▶ TASK OBJECTIVE: Print the part of the data that opens with the line containing "Objective — locate the curved" and closes with the line containing "Target: curved handrail", reproducing those lines exactly as they appear and nothing else.

▶ DATA FOR PROCESSING:
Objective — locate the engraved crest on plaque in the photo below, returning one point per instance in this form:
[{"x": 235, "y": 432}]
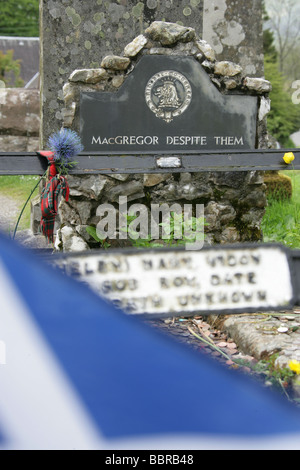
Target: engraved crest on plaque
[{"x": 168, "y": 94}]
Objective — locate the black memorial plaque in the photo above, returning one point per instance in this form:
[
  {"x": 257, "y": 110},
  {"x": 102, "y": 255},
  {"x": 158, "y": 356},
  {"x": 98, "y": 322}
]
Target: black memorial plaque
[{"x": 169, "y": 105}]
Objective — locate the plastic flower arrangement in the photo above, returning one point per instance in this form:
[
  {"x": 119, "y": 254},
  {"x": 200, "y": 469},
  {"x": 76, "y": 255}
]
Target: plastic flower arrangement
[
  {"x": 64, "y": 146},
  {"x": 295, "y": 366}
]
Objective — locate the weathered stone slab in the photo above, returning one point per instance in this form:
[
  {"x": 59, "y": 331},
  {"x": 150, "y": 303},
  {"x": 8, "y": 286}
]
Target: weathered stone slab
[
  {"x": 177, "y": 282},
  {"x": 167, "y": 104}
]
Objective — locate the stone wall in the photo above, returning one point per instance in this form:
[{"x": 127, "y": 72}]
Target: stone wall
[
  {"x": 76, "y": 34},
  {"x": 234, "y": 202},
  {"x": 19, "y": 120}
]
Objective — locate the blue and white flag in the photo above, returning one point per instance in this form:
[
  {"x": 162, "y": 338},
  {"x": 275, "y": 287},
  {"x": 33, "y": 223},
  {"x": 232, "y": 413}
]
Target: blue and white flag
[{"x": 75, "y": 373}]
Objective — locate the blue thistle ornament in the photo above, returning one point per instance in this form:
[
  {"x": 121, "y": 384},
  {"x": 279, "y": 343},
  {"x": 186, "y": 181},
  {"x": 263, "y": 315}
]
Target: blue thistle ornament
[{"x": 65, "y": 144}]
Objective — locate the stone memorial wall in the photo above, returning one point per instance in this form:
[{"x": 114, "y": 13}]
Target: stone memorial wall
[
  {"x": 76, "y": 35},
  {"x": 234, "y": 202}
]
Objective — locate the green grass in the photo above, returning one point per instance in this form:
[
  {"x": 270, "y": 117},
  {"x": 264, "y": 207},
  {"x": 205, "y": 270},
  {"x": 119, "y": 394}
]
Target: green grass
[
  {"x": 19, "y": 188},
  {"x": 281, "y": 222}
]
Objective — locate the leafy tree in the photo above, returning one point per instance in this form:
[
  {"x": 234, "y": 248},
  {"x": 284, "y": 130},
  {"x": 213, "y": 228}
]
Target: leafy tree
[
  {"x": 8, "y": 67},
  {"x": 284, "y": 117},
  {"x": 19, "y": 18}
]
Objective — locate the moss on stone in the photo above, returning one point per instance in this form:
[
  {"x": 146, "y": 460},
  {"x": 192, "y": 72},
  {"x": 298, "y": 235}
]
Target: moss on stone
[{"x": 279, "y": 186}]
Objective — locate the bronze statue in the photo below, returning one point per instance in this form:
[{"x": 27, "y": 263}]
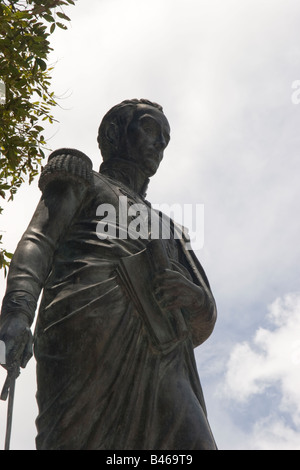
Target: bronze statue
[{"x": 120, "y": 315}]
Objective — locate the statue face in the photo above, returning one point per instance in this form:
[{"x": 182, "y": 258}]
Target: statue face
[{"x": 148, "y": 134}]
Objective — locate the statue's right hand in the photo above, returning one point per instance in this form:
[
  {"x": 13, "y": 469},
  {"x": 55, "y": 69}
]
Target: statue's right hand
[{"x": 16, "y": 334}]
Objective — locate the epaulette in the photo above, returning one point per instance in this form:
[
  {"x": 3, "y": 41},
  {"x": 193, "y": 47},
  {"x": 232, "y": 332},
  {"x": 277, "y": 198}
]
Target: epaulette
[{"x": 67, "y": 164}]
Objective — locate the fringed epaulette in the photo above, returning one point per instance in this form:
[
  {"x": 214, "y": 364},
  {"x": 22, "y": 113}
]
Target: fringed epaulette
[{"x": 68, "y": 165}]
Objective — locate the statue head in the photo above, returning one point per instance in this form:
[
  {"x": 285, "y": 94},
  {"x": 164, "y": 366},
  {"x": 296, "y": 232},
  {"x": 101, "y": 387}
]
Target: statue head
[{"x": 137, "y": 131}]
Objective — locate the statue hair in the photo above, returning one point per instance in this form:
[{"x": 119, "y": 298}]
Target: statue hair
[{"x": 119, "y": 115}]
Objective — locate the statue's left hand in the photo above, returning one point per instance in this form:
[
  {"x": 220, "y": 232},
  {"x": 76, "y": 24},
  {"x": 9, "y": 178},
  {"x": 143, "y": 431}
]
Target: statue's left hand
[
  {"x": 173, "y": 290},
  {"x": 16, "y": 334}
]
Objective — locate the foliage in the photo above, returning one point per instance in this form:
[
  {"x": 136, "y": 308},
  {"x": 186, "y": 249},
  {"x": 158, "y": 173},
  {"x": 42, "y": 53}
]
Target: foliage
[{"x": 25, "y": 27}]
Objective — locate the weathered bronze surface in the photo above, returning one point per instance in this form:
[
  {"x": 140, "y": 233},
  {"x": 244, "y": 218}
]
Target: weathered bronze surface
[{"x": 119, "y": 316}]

...

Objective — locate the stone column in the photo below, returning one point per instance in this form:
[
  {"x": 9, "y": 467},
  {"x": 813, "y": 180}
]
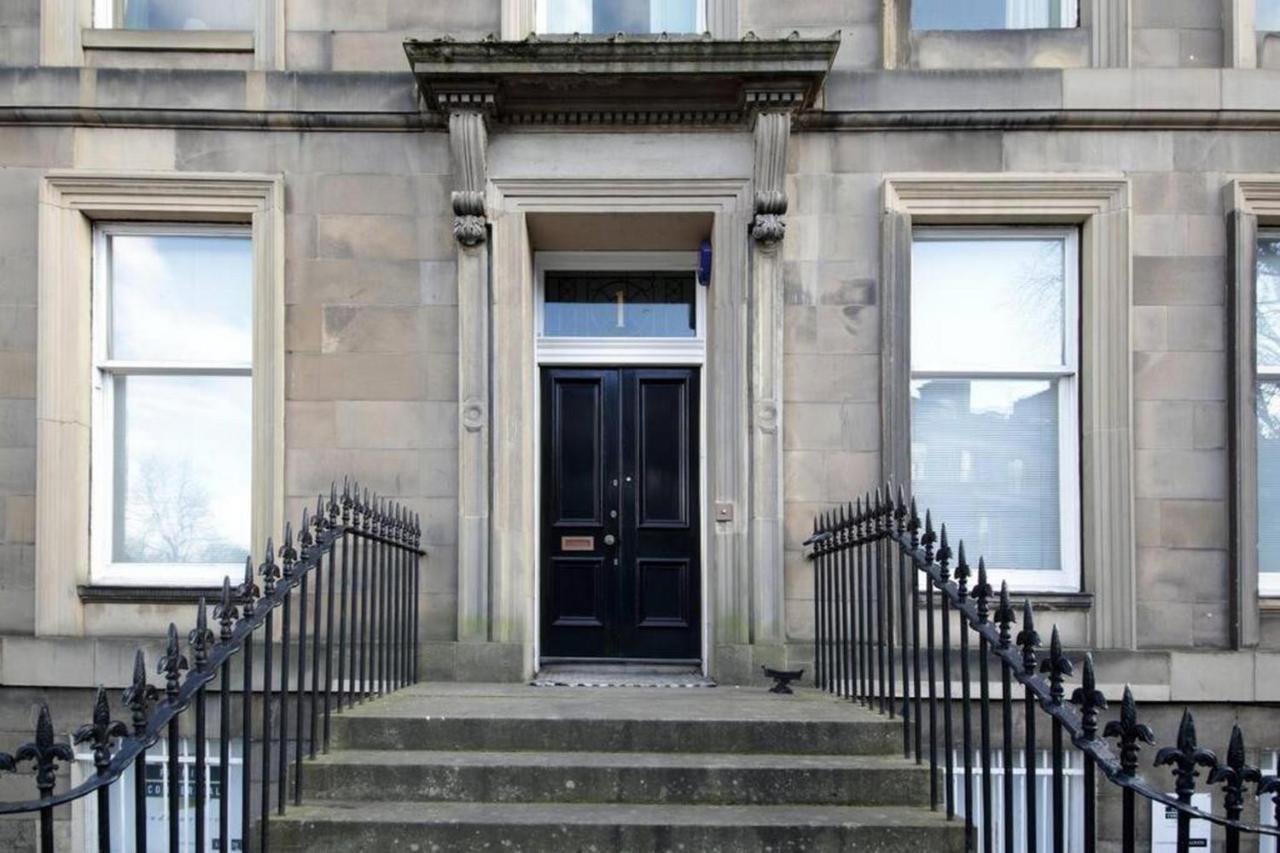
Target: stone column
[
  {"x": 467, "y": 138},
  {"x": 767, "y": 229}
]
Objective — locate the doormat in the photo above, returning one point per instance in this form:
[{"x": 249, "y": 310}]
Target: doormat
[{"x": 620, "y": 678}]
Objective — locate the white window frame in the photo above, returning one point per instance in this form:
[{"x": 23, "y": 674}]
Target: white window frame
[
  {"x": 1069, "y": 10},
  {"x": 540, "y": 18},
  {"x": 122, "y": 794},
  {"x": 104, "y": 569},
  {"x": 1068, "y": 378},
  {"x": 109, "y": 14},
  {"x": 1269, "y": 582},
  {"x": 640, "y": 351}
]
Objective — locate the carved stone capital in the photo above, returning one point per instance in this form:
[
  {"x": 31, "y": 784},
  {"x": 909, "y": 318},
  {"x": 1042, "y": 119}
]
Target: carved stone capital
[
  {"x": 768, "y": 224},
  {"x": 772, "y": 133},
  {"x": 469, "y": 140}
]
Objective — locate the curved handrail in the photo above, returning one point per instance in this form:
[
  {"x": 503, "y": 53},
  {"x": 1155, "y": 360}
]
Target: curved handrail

==

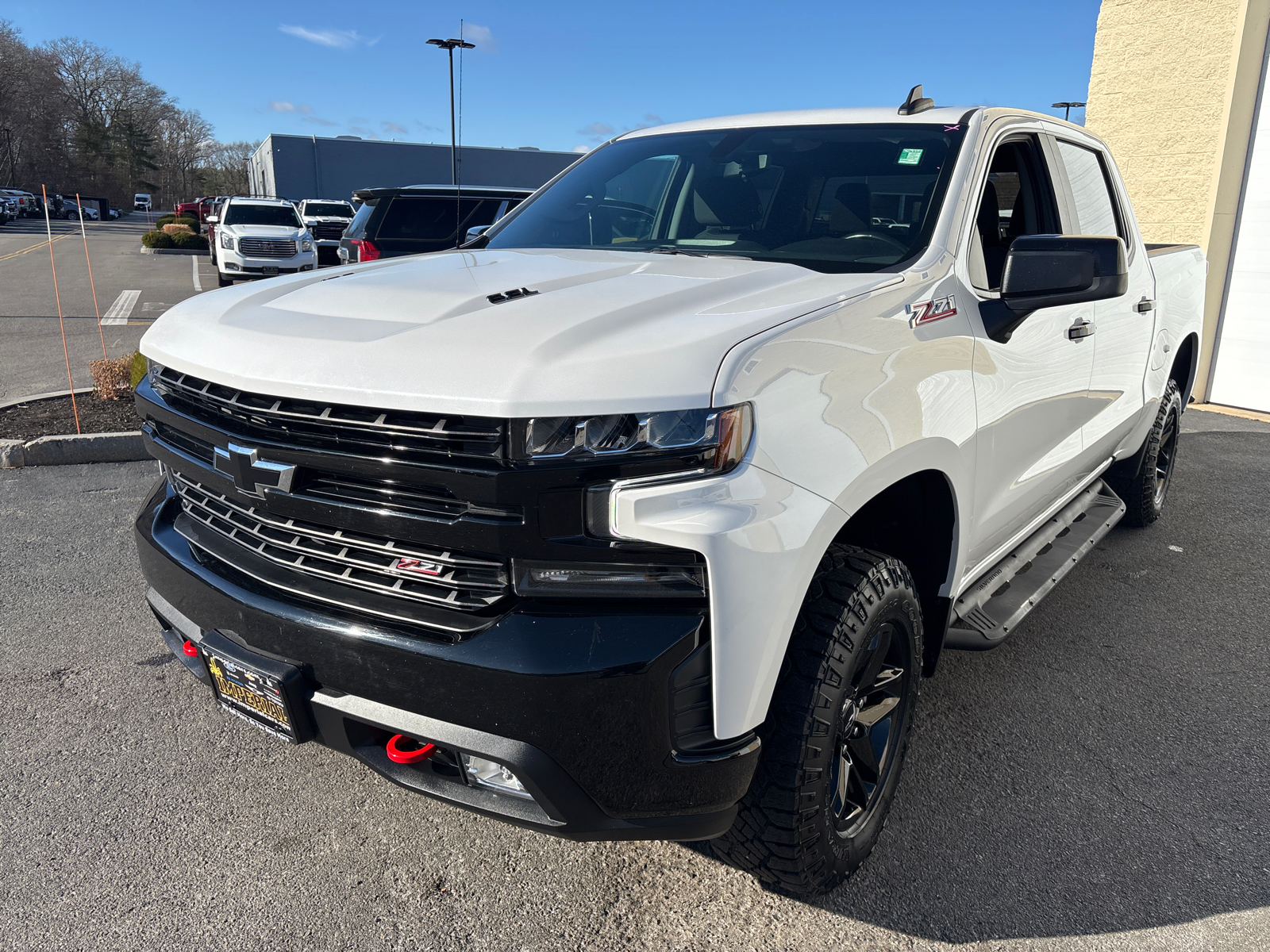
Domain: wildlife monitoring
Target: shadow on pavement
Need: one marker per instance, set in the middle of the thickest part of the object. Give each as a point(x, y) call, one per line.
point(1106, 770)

▶ SOLUTION:
Objective — locate the curved handrail in the photo above, returning one point per instance in this form:
[
  {"x": 503, "y": 53},
  {"x": 1155, "y": 360}
]
Target: curved handrail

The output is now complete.